Providing Quality Child Care

Quality child care means, consistent response to signals, being available for communication, and alleviating stress (Sroufe, et al., 1996). This practice then creates a base for mother-child attachment, enabling the child to have confidence in the presence of other caregivers. In a recent study of quality mother-child relationship, a survey was conducted asking children “how often the mother praises the child, criticizes the child, how likely the child would be to go to the mother if he or she had a major decision to make or was feeling depressed” (Lansford, et al., 2001). The same study also measured the mothers’ time with children both for quantity and quality, as well as parental monitoring of children for how well the mother knew about the child’s life. These standards show that providing consistent quality child care requires availability and significant time commitment.

Admittedly, single mothers face significant difficulty in providing quality child care for their children. Rani (2006) found that a combination of parenting single handedly, financial tension, and strain of over load often lead to neglect of children. “Time poverty is the flipside of sole mothers’ employment” (Craig, 2005, p. 522). Craig’s research was conducted in Australia and its applicability to the United States is unknown, but its results are noteworthy. This study categorized a mother’s time committed to child care as being either a primary activity or secondary activity for the mother. No significant difference in time commitment was found between married and single mothers in providing child care as a primary activity. However, as a secondary activity, not requiring active involvement with the child but constricting the mother from certain tasks, single mothers were found to commit more time to child care. These mothers compensated for the lack of time provided by a father by cutting down both outside work and house work, and by spending time supervising the children while engaging in other tasks (Craig, 2005). On the other hand, a study in India revealed conflicting results: “The [single] mothers did not have time to spend with children and faced problems in disciplining the children” (Rani, 2006, p. 8).

Additionally, the absence of a father aids in the difficulty of providing appropriate discipline. A father’s approach to child rearing differs from that of a mother ( Hamilton, 1977 ) and seems to promote achievement motivation. That may be why children raised apart from their fathers tend to “exhibit lower academic performance than those raised with their fathers” (Swihart & Brigham, 1982, p. 62). Furthermore, a boy models and identifies in his father more than in his mother. A father ’s involvement is invaluable in a girl’s life also as it promotes discipline and sex role learning (Hamilton, 1977). It appears that the absence of the father deprives children of numerous learning opportunities.
- - - - -
■ **Requirements**
• a. In the child care passage, rewrite the section between "Additionally, the absence" and "numerous learning opportunities.", inclusive, replacing "achievement motivation" with "the drive to succeed".
• b. Answer these questions from the child care passage:
(i) In what country was Craig's research carried out?
(ii) In what country was the study that found conflicting results done?
(iii) According to the passage, what two things does a father's involvement promote in a girl's life?

■ **Material supplied**
- - - - -
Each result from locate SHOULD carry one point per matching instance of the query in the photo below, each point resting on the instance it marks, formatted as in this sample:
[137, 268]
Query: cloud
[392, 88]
- - - - -
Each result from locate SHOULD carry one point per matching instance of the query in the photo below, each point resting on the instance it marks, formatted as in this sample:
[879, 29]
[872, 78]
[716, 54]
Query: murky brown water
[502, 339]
- - - - -
■ **Responses per task**
• a.
Additionally, the absence of a father aids in the difficulty of providing appropriate discipline. A father’s approach to child rearing differs from that of a mother ( Hamilton, 1977 ) and seems to promote the drive to succeed. That may be why children raised apart from their fathers tend to “exhibit lower academic performance than those raised with their fathers” (Swihart & Brigham, 1982, p. 62). Furthermore, a boy models and identifies in his father more than in his mother. A father ’s involvement is invaluable in a girl’s life also as it promotes discipline and sex role learning (Hamilton, 1977). It appears that the absence of the father deprives children of numerous learning opportunities.

• b.
(i) Australia
(ii) India
(iii) Discipline and sex role learning